ABOUT THIS EXERCISE: Go line by line through the records below. Copy whichever lines contain the string "with".

DATA:
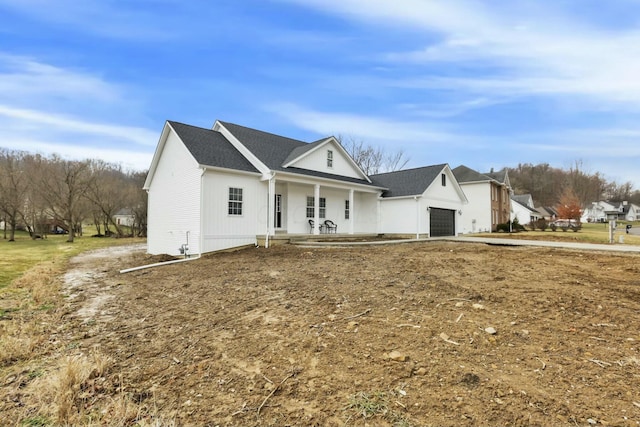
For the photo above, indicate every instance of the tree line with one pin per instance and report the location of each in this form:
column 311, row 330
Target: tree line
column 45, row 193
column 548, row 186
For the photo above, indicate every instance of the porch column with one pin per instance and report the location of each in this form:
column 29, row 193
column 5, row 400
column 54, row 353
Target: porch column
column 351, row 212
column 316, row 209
* * *
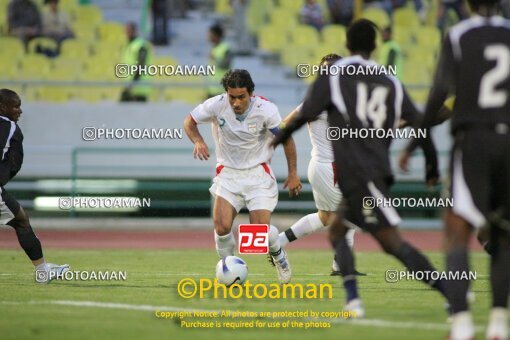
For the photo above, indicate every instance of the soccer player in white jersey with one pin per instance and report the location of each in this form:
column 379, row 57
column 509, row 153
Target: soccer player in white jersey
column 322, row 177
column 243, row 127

SOLUTION TO THIS EXERCISE:
For the photo above, indicate every instance of the tree line with one pin per instance and report the location of each in this form:
For the photo above, indicate every instance of the porch column with one pin per instance and report the location of each in this form:
For the photo above, indicate every instance of the soccer player in white jersey with one pin per instance and report the location of each in this form:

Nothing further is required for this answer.